:: WHAT NEEDS TO BE DONE ::
Take the line with "the mountain peak;" and every line after it, through the end of the listing, and give them again exactly, pictures excluded.

*** PROVIDED MATERIAL ***

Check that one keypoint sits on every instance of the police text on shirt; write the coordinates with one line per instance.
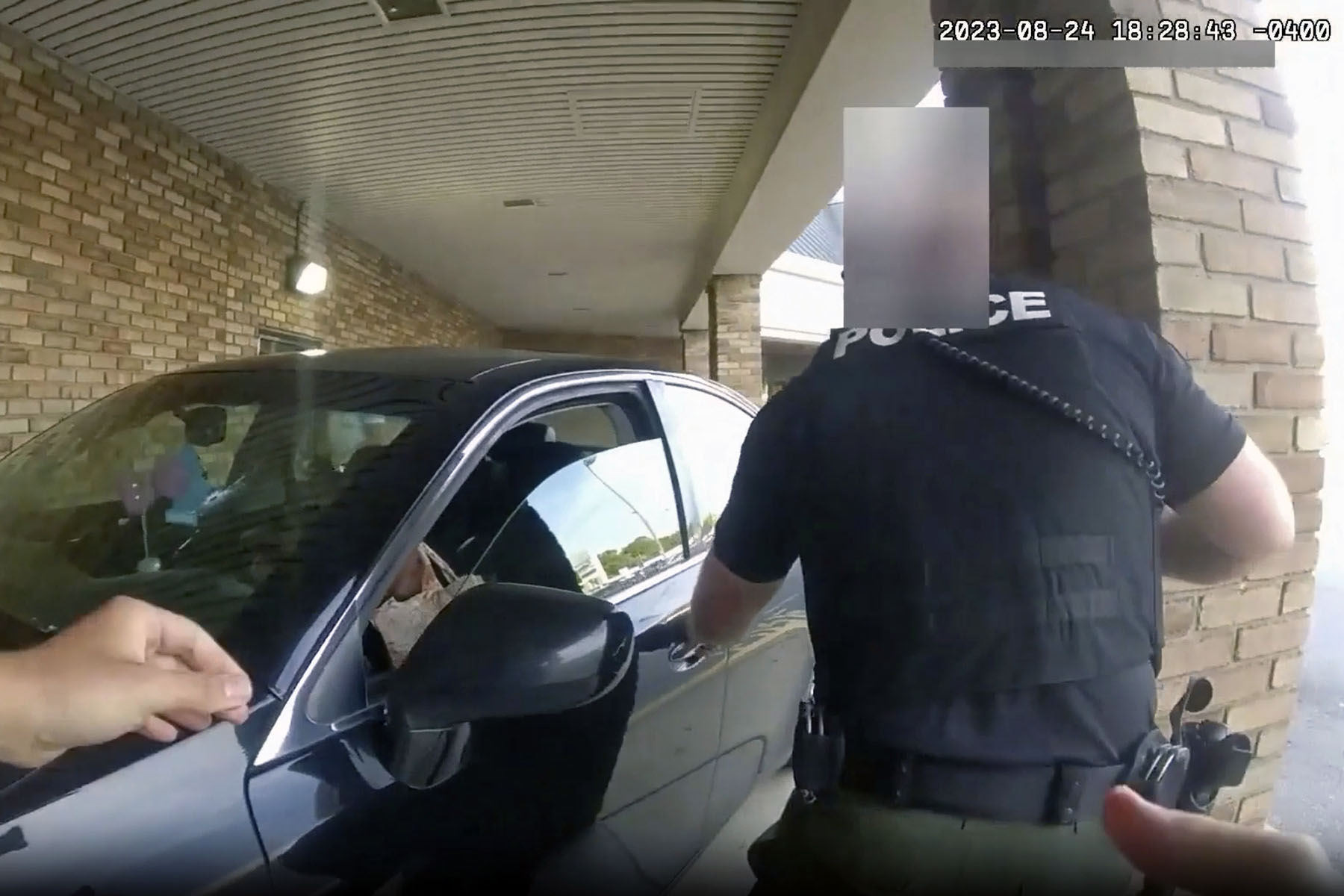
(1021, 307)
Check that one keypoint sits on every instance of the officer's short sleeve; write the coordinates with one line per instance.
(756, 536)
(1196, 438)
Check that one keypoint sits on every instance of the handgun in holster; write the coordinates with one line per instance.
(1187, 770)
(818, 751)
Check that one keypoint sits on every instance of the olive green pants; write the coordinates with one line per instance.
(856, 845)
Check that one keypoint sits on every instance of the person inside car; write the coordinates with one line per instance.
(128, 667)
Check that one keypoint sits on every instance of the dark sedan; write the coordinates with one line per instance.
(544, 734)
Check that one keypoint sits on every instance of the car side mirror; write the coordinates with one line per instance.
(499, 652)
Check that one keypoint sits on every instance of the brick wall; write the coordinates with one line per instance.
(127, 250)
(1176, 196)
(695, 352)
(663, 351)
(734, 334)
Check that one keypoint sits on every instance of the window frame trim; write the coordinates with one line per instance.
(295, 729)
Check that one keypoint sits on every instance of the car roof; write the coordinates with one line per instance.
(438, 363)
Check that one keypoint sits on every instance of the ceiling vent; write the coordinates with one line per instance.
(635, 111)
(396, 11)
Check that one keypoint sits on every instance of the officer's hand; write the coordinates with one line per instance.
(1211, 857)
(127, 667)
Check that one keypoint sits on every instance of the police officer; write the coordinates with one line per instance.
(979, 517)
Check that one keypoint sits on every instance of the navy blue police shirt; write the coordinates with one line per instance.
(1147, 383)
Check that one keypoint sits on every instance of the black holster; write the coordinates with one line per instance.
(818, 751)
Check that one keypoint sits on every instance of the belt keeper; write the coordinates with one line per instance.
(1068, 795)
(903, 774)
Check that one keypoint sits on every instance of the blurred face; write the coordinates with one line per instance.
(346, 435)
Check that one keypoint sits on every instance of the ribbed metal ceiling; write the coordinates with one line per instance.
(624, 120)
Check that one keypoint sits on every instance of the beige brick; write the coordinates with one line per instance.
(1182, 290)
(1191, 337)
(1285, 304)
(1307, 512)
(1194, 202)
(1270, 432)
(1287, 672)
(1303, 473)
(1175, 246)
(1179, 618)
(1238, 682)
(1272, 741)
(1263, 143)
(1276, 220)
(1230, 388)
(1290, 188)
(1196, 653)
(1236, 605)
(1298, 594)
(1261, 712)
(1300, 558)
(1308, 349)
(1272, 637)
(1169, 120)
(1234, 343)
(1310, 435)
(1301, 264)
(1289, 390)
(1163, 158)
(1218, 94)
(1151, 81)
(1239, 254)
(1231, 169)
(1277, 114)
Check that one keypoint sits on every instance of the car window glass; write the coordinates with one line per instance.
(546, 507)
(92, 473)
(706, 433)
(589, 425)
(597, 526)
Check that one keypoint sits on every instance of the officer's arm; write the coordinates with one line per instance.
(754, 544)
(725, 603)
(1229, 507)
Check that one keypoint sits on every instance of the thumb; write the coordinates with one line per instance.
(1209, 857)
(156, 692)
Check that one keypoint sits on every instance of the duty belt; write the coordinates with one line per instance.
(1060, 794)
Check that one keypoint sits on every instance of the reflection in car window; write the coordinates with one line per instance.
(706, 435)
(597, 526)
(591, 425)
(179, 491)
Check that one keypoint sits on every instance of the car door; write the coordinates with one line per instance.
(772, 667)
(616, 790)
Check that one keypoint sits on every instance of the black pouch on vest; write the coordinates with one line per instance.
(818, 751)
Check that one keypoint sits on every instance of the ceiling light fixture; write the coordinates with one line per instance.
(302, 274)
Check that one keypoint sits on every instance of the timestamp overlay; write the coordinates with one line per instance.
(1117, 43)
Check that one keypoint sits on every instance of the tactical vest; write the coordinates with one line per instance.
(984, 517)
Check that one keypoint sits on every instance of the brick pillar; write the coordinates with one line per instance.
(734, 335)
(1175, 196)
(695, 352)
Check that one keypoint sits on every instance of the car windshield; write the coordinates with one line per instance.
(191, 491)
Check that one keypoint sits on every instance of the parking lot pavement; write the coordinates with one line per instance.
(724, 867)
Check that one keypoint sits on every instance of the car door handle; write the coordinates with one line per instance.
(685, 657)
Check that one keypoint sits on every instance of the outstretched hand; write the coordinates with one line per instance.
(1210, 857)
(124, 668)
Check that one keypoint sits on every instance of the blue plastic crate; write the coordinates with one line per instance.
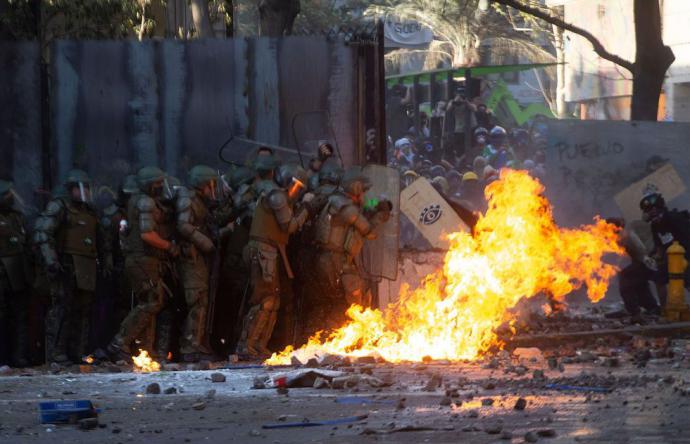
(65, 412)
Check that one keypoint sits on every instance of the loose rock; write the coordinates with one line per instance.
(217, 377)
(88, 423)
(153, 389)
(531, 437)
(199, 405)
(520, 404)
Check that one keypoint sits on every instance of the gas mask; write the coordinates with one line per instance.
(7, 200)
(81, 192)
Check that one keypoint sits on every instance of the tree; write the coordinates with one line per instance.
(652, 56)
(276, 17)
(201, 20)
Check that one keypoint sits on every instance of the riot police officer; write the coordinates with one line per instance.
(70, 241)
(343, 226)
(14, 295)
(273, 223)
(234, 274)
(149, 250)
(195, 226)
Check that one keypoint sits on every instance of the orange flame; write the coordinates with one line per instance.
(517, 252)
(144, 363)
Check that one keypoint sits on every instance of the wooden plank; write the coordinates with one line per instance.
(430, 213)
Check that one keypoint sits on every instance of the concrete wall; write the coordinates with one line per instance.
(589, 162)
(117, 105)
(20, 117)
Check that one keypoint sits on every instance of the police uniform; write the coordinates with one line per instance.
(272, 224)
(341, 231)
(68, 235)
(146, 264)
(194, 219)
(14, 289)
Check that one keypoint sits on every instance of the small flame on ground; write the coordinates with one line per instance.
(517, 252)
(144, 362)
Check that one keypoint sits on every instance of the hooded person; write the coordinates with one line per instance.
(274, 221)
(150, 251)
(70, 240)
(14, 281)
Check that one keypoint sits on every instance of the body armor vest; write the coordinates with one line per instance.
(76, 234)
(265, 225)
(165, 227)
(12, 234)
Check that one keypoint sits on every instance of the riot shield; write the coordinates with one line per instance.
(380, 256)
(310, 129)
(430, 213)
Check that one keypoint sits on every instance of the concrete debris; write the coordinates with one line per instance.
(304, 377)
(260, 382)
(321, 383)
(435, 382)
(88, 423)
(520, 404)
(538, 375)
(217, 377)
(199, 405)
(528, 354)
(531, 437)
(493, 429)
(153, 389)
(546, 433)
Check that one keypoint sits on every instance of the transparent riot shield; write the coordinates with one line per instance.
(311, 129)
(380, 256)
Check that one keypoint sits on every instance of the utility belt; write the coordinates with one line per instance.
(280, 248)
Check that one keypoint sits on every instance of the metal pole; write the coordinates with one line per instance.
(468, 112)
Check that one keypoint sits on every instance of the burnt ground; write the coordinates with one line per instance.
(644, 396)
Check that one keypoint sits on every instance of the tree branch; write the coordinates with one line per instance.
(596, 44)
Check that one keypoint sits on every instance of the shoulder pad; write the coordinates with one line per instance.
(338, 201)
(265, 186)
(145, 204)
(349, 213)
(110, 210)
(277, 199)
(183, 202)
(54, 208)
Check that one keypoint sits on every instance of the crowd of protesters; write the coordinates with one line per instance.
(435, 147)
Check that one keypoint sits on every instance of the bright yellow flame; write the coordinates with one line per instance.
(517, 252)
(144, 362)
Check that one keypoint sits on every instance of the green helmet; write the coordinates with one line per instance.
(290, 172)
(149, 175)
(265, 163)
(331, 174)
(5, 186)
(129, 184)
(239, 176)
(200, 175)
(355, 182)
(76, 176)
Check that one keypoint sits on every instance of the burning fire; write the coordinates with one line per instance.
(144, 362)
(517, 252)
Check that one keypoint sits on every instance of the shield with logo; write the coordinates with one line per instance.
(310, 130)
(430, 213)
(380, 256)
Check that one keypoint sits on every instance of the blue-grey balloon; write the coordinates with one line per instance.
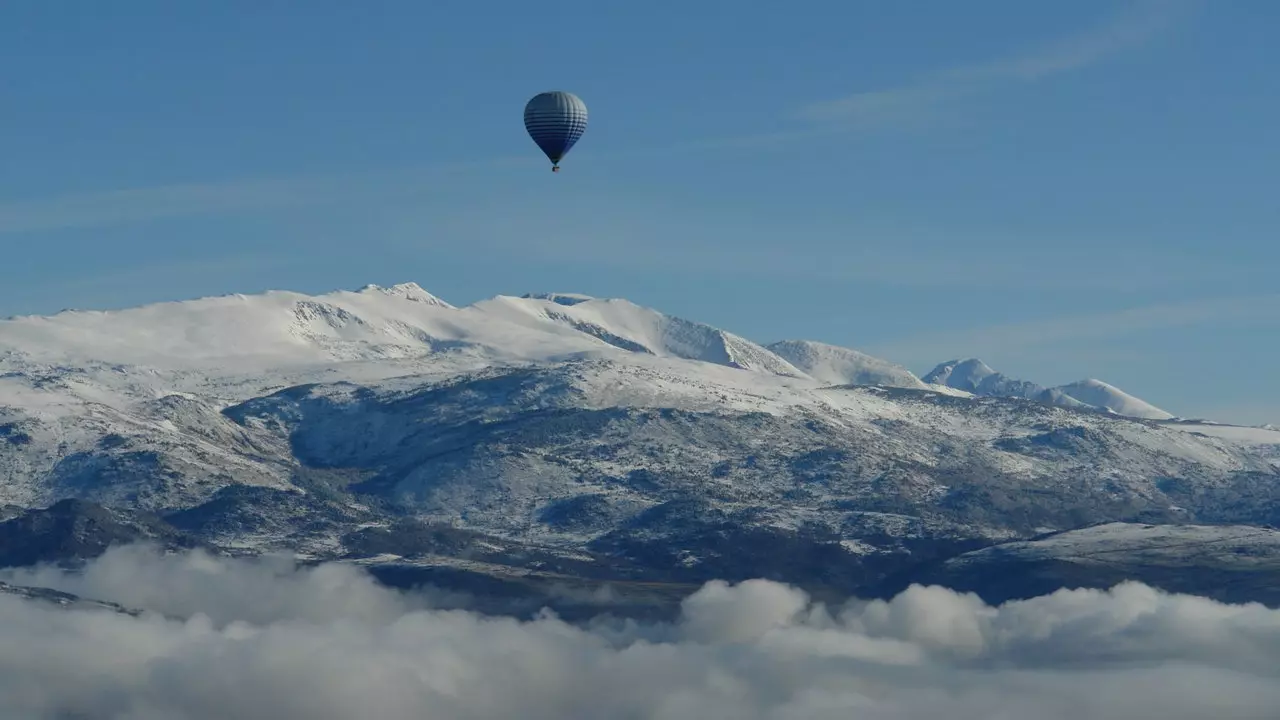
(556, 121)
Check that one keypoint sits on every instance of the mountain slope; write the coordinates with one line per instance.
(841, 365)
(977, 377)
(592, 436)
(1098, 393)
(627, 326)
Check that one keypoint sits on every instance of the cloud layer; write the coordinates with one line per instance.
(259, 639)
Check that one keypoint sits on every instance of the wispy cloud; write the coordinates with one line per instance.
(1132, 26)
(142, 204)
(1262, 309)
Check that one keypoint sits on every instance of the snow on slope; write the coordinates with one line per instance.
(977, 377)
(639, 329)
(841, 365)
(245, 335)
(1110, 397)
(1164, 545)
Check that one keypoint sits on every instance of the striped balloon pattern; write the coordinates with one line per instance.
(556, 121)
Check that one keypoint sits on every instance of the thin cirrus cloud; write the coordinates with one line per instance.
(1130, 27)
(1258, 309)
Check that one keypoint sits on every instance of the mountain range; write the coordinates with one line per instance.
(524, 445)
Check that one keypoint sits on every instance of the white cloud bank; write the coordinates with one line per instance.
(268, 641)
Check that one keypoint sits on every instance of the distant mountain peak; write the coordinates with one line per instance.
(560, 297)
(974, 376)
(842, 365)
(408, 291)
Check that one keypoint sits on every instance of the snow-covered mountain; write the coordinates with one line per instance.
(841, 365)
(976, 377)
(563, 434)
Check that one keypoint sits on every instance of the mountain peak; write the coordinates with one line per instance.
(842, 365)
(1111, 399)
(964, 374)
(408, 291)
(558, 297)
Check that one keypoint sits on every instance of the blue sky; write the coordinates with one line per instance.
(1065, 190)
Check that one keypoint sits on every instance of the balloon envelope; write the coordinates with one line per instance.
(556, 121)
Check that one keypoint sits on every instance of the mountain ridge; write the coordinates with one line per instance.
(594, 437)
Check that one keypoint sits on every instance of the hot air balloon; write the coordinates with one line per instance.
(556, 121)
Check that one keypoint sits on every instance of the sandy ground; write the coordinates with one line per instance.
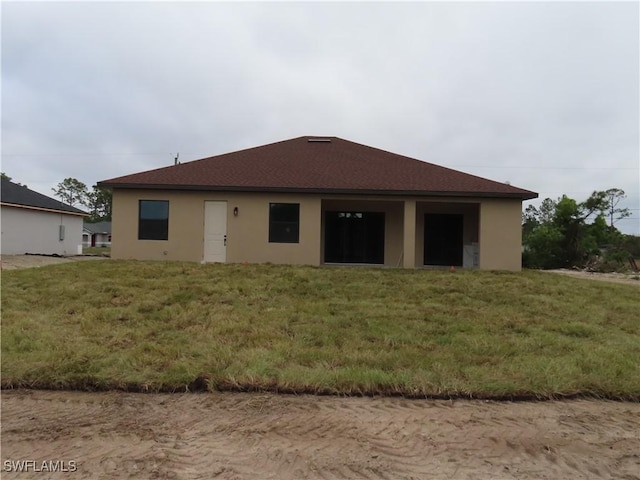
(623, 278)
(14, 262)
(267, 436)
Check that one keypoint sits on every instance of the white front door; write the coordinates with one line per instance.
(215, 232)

***

:: ANSWER FOR THE TASK ::
Check that one keypoint sits on every instance of the mountain peak; write the coordinates with one line per instance.
(842, 365)
(1111, 399)
(964, 374)
(408, 291)
(558, 297)
Check that one keypoint sits on every instance of the blue sky; write the coordinates with one line per instance.
(1065, 190)
Check that one keypoint sits on every instance of the balloon envelope; write the coordinates with one line per instance.
(556, 121)
Check that one keypoint sits on every instance of the mountain ridge; write the coordinates with one line per instance.
(594, 437)
Check that one keypoint sits on every instance of the hot air balloon; write the coordinates with one line per instance.
(556, 121)
Check that one keypoint sits on every instance of the sandy ground; write the coordinates with one line per instance.
(623, 278)
(14, 262)
(267, 436)
Check that one keypoint sits on every instance of the white front door; write the coordinates with one line per instance.
(215, 232)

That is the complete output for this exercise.